(Dataset entries)
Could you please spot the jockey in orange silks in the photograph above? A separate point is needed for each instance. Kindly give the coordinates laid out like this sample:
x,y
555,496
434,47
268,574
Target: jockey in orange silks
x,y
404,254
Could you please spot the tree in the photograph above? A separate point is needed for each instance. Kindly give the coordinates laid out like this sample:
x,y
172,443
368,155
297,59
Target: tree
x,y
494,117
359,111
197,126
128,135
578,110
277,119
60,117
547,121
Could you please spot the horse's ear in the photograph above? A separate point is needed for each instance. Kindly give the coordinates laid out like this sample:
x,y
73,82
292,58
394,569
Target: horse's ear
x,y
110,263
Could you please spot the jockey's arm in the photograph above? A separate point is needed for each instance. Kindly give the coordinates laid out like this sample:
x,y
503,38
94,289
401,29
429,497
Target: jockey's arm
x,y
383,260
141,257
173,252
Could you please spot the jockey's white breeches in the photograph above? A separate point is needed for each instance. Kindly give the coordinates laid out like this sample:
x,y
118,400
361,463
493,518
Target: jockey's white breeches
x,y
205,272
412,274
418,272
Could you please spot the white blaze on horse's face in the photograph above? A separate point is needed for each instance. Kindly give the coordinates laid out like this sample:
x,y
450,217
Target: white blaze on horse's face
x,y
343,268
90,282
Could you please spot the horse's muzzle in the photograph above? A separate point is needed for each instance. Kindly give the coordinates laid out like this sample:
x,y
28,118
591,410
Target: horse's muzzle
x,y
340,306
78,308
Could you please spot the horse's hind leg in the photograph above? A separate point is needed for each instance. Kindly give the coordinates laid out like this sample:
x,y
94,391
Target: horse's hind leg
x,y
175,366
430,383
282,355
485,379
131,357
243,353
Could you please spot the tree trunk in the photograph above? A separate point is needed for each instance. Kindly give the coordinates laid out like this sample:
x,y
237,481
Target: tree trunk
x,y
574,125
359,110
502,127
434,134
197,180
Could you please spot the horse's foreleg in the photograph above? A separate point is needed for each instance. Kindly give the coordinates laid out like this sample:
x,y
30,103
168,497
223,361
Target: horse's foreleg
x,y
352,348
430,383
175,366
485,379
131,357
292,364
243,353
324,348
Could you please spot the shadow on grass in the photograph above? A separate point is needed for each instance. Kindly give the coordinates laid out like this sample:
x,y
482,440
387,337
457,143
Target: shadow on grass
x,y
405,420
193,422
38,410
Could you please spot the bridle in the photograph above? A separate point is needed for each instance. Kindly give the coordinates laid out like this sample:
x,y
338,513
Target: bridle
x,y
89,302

...

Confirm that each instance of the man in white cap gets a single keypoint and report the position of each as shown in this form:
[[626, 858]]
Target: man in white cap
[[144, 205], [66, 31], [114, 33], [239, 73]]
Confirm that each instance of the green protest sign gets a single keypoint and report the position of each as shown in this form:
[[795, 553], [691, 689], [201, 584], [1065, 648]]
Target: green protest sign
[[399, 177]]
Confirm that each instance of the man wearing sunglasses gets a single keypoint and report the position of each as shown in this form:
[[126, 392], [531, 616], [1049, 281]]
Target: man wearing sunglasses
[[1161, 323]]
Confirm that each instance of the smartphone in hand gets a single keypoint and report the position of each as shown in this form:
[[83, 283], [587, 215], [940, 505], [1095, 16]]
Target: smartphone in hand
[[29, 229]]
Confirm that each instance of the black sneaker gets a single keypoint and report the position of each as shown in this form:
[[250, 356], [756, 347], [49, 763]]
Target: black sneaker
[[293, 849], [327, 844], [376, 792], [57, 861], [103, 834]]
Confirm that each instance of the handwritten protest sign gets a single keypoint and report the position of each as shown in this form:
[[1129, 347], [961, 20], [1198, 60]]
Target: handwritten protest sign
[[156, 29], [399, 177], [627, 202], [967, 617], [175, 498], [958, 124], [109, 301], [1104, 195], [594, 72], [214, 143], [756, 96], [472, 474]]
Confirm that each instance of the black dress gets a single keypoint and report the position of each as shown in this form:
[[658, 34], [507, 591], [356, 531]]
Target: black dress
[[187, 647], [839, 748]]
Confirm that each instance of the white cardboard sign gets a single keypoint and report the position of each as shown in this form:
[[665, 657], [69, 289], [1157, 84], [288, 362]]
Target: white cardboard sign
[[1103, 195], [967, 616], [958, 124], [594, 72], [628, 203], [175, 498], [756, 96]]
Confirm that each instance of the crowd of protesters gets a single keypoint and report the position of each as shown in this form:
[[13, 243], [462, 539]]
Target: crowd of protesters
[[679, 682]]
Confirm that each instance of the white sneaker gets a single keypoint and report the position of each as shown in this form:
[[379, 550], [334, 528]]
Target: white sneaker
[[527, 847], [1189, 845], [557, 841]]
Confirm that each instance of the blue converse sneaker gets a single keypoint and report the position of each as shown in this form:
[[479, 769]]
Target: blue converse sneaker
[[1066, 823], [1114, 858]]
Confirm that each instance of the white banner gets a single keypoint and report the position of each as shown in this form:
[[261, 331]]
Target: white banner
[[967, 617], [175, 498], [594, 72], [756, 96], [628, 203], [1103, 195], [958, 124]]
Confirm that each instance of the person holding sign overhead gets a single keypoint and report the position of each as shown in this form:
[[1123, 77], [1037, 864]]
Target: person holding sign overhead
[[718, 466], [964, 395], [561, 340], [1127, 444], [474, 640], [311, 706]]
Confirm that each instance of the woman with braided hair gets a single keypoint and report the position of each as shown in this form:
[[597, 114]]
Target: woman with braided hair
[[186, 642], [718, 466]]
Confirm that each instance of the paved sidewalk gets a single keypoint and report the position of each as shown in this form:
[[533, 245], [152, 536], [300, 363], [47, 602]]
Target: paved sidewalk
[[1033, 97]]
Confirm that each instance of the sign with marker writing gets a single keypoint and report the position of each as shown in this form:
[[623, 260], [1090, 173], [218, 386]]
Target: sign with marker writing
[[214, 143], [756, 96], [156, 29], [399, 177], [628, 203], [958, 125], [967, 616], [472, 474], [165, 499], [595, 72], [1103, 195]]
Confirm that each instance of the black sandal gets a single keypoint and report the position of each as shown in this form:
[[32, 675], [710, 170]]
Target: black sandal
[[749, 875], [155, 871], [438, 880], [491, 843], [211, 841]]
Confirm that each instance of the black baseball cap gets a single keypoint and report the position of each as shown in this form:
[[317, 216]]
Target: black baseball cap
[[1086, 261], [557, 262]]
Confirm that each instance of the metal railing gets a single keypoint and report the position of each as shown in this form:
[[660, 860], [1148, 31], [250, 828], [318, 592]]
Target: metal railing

■ **ASSIGNMENT**
From the data above, state how many lines contain the string "railing", offering no other words.

■ **TASK RESULT**
2